-- WHAT YOU HAVE TO DO --
Only lines holding "fish" are needed; copy each of them from the data below.

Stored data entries
== Segment start ==

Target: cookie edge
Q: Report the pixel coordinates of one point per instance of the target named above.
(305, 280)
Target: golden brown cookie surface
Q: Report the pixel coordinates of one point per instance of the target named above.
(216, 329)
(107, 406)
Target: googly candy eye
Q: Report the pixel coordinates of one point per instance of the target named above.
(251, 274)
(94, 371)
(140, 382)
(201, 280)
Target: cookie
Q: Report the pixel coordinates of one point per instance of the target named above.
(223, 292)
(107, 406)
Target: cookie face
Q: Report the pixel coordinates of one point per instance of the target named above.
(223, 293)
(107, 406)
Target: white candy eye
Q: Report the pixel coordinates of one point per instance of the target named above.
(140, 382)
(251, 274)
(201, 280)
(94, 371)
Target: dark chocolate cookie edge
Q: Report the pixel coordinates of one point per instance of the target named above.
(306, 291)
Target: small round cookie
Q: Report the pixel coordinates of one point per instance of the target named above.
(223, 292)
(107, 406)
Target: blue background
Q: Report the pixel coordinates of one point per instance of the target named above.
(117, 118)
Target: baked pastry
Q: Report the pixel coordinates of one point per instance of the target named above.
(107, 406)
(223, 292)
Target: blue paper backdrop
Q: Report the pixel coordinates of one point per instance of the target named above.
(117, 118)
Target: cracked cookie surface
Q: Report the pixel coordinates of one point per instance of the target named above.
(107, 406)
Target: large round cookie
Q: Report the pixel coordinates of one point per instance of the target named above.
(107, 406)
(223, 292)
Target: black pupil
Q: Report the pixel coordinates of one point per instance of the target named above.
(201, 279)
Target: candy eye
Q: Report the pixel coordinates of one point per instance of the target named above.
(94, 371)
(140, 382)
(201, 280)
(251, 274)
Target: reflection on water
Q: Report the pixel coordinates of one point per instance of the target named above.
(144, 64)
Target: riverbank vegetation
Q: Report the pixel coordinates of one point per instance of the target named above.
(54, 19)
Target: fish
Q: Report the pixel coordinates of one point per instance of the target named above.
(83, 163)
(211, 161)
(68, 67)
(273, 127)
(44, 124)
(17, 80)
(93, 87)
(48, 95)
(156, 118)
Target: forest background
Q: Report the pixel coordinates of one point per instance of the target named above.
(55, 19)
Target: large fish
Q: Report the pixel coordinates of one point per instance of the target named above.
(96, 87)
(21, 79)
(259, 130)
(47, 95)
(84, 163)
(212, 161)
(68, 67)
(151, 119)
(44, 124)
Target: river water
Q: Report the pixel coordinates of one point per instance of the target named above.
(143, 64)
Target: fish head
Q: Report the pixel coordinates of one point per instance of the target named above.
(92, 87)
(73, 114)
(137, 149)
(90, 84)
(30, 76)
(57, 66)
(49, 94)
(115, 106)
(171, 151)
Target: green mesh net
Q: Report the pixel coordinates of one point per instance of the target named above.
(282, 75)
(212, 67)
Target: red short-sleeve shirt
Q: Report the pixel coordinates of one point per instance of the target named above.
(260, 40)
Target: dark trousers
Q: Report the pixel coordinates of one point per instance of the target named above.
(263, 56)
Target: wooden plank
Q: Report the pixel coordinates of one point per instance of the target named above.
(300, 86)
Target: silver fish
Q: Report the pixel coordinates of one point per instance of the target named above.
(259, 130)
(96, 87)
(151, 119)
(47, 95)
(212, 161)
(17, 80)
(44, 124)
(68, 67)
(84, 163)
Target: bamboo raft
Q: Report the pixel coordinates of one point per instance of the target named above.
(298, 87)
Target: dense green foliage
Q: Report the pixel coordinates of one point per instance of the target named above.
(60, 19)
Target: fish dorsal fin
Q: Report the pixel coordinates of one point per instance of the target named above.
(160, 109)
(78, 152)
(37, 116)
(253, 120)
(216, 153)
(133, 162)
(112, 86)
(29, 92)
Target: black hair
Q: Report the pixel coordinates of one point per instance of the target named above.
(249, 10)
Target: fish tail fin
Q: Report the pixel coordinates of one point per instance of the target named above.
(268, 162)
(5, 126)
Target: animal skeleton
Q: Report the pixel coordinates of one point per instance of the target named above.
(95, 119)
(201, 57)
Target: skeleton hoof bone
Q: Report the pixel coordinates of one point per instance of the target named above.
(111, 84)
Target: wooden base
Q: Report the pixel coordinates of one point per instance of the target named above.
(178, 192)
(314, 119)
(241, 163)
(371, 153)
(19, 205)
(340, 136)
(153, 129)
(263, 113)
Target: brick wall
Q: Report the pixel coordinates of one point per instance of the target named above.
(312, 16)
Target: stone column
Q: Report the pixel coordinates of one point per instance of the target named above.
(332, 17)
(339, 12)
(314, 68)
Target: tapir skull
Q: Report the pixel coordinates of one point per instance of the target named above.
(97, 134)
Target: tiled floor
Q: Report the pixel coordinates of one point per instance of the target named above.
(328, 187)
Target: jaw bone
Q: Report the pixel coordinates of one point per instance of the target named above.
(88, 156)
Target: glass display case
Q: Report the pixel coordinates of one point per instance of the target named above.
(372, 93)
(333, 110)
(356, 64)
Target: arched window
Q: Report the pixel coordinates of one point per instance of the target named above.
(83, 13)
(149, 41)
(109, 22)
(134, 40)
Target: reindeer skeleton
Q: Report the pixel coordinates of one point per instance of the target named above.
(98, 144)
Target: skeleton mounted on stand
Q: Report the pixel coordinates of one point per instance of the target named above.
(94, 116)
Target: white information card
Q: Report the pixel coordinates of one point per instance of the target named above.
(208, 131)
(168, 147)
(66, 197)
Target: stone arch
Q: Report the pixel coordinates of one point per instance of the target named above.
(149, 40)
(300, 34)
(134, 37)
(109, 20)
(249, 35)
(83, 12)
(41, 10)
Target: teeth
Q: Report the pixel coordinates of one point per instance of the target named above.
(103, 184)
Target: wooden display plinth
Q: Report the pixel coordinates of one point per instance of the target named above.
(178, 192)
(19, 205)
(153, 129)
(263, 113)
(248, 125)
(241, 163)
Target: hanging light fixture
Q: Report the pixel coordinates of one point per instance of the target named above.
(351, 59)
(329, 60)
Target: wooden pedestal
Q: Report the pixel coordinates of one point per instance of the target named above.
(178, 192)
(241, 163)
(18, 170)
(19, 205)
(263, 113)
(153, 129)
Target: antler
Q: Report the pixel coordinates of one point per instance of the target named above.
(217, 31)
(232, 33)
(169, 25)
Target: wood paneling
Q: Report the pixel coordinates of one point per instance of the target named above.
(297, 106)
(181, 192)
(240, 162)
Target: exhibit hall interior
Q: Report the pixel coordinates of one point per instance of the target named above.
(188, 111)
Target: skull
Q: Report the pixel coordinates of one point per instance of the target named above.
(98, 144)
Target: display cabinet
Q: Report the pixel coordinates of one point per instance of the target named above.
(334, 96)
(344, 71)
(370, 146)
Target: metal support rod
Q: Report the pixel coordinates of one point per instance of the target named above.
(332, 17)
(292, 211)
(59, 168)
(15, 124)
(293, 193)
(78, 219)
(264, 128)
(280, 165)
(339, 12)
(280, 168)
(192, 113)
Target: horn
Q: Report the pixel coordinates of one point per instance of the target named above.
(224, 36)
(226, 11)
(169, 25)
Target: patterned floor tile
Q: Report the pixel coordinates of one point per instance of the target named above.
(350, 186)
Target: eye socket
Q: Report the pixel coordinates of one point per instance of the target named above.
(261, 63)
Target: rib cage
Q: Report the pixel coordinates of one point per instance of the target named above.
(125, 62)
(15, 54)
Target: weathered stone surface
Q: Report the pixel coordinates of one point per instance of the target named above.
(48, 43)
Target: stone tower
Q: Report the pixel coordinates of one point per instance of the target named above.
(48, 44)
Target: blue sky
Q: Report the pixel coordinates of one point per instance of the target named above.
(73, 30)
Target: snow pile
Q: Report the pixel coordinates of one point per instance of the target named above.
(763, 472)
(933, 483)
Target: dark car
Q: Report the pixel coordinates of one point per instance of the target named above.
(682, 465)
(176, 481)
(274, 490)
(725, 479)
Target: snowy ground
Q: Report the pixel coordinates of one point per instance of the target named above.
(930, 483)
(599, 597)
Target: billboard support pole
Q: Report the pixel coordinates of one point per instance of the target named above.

== Segment end ==

-- FINISHED EXERCISE --
Target: fish
Target: large fish
Target: fish head
Target: silver fish
Target: fish dorsal fin
Target: fish tail fin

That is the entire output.